--- begin Given entries ---

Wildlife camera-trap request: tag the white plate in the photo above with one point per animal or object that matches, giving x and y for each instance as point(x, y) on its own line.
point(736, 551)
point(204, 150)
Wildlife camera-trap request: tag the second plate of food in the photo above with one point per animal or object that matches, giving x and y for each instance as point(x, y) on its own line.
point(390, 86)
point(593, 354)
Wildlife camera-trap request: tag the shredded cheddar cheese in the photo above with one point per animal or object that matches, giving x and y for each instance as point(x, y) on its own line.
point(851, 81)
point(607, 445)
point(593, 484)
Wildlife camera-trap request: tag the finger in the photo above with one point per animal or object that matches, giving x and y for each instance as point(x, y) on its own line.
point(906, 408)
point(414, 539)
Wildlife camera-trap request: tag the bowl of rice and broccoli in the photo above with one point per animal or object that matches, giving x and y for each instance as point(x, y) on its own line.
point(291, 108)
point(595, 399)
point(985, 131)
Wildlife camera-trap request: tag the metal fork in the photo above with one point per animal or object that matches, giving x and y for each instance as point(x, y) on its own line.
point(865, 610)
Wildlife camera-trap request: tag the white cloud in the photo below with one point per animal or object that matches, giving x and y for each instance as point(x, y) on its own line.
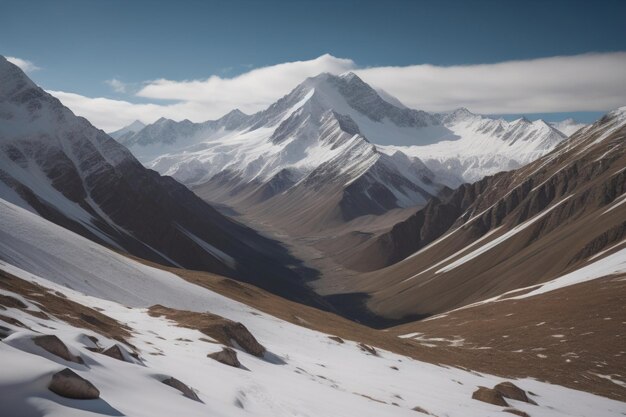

--- end Given entries ---

Your goal: Can you output the stretch from the start of the listing through the line containing "point(985, 131)", including that line, copied verbatim?

Exercise output:
Wildlife camera-trap request: tag the white plate in the photo above with one point per animal or object that matches, giving x and y for each instance as point(x, y) on its own line.
point(736, 551)
point(204, 150)
Wildlife camera-trap request: tag the second plate of food in the photo above with one point per animal or object that matches, giving x and y for each instance as point(x, y) on its own line.
point(390, 86)
point(593, 354)
Wildlife camera-trap request: tag the shredded cheddar cheese in the photo above with one point per animal or object that matches, giving x and y for each instance as point(x, y) on its own line.
point(851, 81)
point(607, 445)
point(593, 484)
Wildlife camera-trap request: tag the finger in the photo above with one point per animal or object that matches, giving x and y for each instance as point(x, y) on its own line.
point(906, 408)
point(414, 539)
Wildlife camera-trap request: tag the bowl of rice and broccoli in the photo above with one point per animal or object that matches, giving x and y for each instance as point(x, y) on its own line.
point(291, 108)
point(595, 399)
point(985, 131)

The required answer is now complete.